TEXT FOR ANALYSIS
--- START ---

But sometimes viruses cause serious problems. Chicken pox, polio, shingles and of course AIDs are amongst them. We deal with them by giving vaccines, which introduce a small amount of the virus into the body, educating the immune system and priming it for a more serious attack. Failing this preventative measure, we can produce anti-viral drugs such as those that fight Aids.
Are we adequately prepared for a new deadly virus?
Vaccines are a multi-billion dollar market dominated by Merck, Sanofi, GlaxoSmithKline and Pfizer. Pumping out protection against influenza, measles, and polio is a good business.
But the question posed at the Oxford seminar was whether the industry could cope with a sudden outbreak of a new deadly virus. There are several that we already know about. Aside from Ebola and Hendra, the list of ‘Outbreak Pathogens’ includes the Marburg virus, Hantavirus (which caused death in Yosemite National Park), Rift Valley Fever and the Nipah virus that broke out in Singapore and Malaysia and led to the culling of a million pigs.
In total there are about fifteen known viruses that have killed humans, but we have no vaccines for them. Frankly they have been too small to worry about, they have come and gone and we simply hope that they won’t suddenly take hold like Ebola.
There is another list of viruses with a more sinister purpose. This is the ‘Category A Priority Pathogens’ list maintained by the US Department of Health. These viruses are ‘easily disseminated’, ‘result in high mortality rates’, ‘might cause public panic and social disruption’ and ‘require special action for public health preparedness.’ In other words they are the viruses that could become the weapons of bio-terrorism, and the list is:
• Small- and other- poxes
• Tularemia and
• Viral haemorrhagic fevers, of which Ebola is one.
So when in November of 2014 Thomas Duncan became the first American to die of Ebola on US soil, the alarm bells were ringing and the degree of political support is one explanation for the speedy response to Ebola.
Immediately teams were sent out into the field. Camps were set up. Volunteers did their best to help the victims. The identity of the virus was established using a high speed gene sequencing machine. Existing drugs were rapidly screened to see if any might work.
Partly thanks to President George Bush’s ‘Project Bioshield’ some work had been done, there were some existing drug candidates and money was made available for further work.
Today the World Health Organisation lists nine vaccines and twelve drugs that have been, or are still, in trials. One vaccine, from Merck, has recently delivered very encouraging results.

--- END ---

Image-grounded pointing data
--- START ---

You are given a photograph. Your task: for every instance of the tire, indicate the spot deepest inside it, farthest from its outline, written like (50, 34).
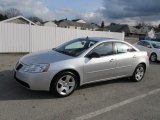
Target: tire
(63, 84)
(138, 73)
(153, 57)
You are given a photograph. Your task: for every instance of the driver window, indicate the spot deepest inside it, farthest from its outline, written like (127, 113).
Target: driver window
(103, 49)
(76, 45)
(146, 44)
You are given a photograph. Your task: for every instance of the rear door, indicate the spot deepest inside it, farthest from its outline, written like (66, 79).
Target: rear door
(125, 57)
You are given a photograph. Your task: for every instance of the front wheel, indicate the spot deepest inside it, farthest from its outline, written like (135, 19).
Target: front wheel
(153, 57)
(64, 84)
(138, 73)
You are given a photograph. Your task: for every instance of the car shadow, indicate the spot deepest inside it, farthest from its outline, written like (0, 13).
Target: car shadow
(121, 80)
(11, 90)
(154, 63)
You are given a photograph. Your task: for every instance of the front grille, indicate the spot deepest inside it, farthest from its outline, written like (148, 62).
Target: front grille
(23, 83)
(19, 67)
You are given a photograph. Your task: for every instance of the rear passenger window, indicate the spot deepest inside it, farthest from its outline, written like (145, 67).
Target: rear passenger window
(103, 49)
(140, 43)
(123, 48)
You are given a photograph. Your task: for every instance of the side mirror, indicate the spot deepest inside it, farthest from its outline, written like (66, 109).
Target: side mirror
(93, 55)
(149, 46)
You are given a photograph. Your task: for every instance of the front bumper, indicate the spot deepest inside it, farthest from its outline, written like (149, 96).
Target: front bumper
(34, 81)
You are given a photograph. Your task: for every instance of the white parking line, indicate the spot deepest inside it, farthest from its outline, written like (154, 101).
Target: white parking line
(117, 105)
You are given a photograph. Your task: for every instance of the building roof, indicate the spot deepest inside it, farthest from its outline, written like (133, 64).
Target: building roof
(18, 17)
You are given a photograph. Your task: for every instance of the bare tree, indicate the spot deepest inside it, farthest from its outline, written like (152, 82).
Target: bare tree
(12, 12)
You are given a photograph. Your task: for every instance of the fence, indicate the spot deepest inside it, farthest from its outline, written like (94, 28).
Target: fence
(26, 38)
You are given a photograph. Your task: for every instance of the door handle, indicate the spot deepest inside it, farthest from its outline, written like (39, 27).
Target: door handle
(111, 60)
(134, 56)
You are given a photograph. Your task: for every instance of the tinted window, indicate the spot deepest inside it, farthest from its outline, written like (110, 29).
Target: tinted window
(146, 44)
(123, 48)
(75, 47)
(103, 49)
(140, 43)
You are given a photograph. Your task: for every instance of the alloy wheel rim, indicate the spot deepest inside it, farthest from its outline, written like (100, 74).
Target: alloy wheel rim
(66, 85)
(153, 57)
(139, 73)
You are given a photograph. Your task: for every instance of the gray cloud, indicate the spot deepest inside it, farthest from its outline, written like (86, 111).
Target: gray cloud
(121, 9)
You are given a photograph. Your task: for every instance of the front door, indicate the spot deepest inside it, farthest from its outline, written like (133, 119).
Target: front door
(101, 68)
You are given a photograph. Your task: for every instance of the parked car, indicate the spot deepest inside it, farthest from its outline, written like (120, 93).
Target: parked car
(78, 62)
(152, 47)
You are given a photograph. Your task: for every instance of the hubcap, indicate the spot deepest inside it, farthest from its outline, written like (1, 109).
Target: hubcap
(153, 57)
(66, 85)
(139, 73)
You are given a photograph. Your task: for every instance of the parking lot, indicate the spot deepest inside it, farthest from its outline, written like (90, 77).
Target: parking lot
(118, 99)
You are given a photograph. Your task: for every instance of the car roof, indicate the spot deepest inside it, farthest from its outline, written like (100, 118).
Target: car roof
(100, 39)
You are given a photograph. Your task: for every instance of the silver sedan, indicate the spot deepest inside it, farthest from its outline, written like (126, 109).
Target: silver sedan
(78, 62)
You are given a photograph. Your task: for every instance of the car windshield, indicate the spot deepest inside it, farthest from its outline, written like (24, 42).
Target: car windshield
(156, 45)
(75, 47)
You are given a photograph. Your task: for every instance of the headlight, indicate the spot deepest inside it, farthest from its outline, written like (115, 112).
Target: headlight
(37, 68)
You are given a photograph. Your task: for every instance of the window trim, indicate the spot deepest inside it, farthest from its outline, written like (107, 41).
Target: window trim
(115, 48)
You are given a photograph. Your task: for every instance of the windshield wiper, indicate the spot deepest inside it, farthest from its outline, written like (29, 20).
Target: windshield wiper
(64, 52)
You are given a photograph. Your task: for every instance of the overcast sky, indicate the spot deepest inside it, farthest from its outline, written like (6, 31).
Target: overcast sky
(120, 11)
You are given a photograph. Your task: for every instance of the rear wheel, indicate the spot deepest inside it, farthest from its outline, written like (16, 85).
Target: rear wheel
(153, 57)
(138, 73)
(64, 84)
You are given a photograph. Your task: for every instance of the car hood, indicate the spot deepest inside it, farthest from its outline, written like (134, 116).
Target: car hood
(48, 57)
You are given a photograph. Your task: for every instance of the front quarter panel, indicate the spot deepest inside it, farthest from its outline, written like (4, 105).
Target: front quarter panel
(75, 64)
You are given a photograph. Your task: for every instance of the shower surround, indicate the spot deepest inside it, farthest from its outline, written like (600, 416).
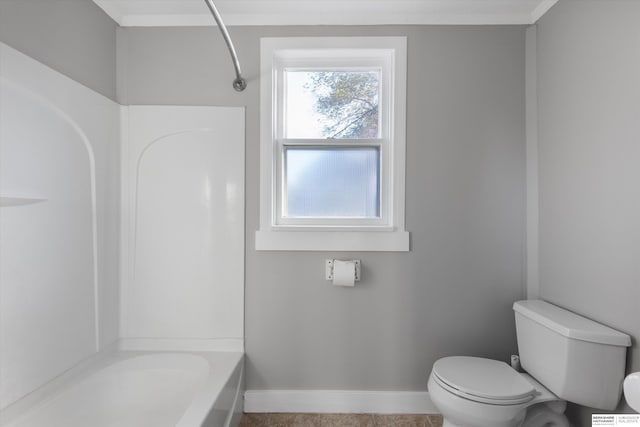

--- END ---

WHAT THIS EXERCISE ASKS
1. Based on the text on viruses and vaccines, decide whether each statement below agrees with it, answering yes or no and quoting the words of the text that decide it: (a) The vaccine market is dominated by Merck, Sanofi, GlaxoSmithKline and Pfizer. (b) Vaccines exist for the roughly fifteen known viruses that have killed humans. (c) The World Health Organisation lists twelve vaccines in trials.
2. According to the text on viruses and vaccines, who maintains the 'Category A Priority Pathogens' list?
3. From the text on viruses and vaccines, list every virus or disease named in the sentence beginning "Aside from Ebola and Hendra".

YOUR WRITTEN ANSWERS
1.
(a) Yes: "Vaccines are a multi-billion dollar market dominated by Merck, Sanofi, GlaxoSmithKline and Pfizer."
(b) No: "In total there are about fifteen known viruses that have killed humans, but we have no vaccines for them."
(c) No: "Today the World Health Organisation lists nine vaccines and twelve drugs that have been, or are still, in trials."

2. The US Department of Health.

3. Ebola, Hendra, the Marburg virus, Hantavirus, Rift Valley Fever, the Nipah virus